Hello Everyone,      I am sending this note as a brief introduction to Saturday's Conversations topic Professor Michael Sandel's  provoking question is it necessary to reason about the good life in order to decide what rights people have?   We'll continue to wrestle with some of these questions and some extensions from them such as whether a good life (in Socrates sense) and be lived in one's private sphere or whether an engagement with the moral perplexities of the wider world is a necessary component to such a good life. 
  
            Michael Sandel at Harvard U. teaches a class, Justice, which considers the moral reasoning required to determine what is just.  Ideas about what is due to each individual and how society determines what is due.  The course has been so popular year after year and was considered so potentially influential that the lectures have been made available to the public on line.  Some episodes may be seen on WGBH.org.  Sandel has been interviewed and spoken in a number of venues outside the university.  We'll take a look at some of these and discuss as our interests take us.

+--

● **GOAL A**
Show every row below that contains the string "helmet".
The rows have no connection to the announcement.

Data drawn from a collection
+--

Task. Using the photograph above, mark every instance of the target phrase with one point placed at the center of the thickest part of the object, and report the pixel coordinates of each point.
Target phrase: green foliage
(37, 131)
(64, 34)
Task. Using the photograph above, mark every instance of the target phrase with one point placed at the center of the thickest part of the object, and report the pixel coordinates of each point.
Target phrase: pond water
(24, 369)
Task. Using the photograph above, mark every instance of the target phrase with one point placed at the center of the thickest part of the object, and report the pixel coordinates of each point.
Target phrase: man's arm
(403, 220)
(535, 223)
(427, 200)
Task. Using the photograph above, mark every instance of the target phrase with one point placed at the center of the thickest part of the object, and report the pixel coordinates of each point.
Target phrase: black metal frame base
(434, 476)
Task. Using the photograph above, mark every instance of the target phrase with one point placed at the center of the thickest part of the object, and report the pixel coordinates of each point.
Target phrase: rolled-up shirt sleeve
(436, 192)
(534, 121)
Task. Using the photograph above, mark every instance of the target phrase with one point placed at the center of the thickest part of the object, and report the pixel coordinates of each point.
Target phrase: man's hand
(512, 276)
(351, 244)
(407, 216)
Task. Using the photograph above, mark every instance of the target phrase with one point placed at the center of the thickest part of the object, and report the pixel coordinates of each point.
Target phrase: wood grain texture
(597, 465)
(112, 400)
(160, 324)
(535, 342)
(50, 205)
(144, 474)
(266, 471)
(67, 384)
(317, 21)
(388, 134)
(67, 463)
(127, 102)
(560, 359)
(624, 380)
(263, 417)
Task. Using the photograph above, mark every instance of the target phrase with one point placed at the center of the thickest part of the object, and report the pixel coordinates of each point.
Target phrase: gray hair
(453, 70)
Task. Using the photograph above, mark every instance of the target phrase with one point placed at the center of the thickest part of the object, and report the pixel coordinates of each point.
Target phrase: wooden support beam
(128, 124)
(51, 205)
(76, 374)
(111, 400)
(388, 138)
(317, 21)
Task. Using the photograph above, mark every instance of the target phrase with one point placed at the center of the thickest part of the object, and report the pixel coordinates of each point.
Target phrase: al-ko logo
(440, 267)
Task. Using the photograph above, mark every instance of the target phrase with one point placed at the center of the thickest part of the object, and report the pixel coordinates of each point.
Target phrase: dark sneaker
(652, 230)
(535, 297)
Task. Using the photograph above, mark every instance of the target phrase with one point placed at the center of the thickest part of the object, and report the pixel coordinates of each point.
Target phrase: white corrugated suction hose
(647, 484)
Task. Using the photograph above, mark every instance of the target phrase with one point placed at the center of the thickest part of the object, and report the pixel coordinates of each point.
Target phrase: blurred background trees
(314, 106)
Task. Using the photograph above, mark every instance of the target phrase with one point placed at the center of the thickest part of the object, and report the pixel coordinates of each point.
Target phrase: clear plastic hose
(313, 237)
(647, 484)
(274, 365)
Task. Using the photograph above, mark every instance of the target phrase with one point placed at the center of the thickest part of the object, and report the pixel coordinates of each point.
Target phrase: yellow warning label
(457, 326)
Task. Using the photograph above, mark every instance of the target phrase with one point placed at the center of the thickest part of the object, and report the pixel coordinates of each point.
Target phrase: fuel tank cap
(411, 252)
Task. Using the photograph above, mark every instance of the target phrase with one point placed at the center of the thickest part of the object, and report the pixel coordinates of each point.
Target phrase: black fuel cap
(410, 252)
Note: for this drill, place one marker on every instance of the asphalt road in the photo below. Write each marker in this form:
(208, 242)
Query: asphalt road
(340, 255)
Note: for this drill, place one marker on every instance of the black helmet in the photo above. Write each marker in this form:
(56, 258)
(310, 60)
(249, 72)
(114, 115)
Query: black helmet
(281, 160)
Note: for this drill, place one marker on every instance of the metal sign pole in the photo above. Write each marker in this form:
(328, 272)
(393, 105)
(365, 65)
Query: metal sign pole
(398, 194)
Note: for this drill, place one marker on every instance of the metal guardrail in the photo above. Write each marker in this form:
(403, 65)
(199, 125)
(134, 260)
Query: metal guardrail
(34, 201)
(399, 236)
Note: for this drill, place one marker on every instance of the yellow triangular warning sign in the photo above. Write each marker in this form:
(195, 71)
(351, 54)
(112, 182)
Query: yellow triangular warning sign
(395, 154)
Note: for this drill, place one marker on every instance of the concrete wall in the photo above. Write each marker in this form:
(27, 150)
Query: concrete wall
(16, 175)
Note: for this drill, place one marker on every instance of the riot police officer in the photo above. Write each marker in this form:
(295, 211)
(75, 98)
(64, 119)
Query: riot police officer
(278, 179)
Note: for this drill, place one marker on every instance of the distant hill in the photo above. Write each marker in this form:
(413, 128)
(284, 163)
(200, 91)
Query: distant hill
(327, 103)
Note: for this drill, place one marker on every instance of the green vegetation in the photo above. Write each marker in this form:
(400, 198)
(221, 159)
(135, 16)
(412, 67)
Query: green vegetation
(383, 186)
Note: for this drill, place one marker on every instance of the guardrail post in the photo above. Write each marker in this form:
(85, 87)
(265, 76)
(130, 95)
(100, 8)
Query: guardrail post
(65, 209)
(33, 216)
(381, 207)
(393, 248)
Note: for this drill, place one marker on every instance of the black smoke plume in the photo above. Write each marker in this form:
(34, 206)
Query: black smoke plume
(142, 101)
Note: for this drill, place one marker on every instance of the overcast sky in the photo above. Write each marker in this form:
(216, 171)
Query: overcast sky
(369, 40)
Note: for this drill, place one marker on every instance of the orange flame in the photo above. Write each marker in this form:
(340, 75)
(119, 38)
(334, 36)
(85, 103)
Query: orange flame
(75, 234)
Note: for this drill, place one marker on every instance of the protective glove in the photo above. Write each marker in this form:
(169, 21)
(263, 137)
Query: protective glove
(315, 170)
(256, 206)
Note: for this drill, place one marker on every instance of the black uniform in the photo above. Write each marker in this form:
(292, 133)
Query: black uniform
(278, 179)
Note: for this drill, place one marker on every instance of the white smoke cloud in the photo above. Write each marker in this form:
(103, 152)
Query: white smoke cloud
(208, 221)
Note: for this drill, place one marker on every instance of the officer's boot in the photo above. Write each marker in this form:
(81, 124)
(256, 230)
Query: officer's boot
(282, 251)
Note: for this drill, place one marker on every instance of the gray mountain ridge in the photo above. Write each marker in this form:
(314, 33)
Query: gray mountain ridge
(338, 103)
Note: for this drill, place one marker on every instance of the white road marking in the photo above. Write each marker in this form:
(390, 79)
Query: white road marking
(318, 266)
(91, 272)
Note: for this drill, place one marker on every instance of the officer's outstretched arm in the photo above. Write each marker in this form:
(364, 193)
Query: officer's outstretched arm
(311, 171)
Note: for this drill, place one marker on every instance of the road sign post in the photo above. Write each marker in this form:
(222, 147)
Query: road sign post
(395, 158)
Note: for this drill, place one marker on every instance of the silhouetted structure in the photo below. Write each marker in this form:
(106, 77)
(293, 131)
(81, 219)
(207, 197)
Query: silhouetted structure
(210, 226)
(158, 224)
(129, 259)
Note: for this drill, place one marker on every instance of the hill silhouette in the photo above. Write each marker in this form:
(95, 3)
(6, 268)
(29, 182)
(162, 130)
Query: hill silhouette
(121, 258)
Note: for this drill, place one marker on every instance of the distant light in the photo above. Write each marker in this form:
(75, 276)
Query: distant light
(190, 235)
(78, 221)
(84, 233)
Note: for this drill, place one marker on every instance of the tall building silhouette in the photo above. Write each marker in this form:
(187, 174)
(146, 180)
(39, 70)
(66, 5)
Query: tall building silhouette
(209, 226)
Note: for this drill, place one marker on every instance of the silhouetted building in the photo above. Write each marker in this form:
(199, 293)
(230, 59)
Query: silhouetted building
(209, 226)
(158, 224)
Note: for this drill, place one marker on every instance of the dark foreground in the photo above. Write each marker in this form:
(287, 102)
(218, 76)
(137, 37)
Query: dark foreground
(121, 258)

+--

● **GOAL B**
According to the announcement, what is the name of the class Michael Sandel teaches at Harvard?

● **EXERCISE RESULT A**
Note: for this drill, place one marker on every instance of the black helmet in the photo above. Write each marker in this form:
Query: black helmet

● **EXERCISE RESULT B**
Justice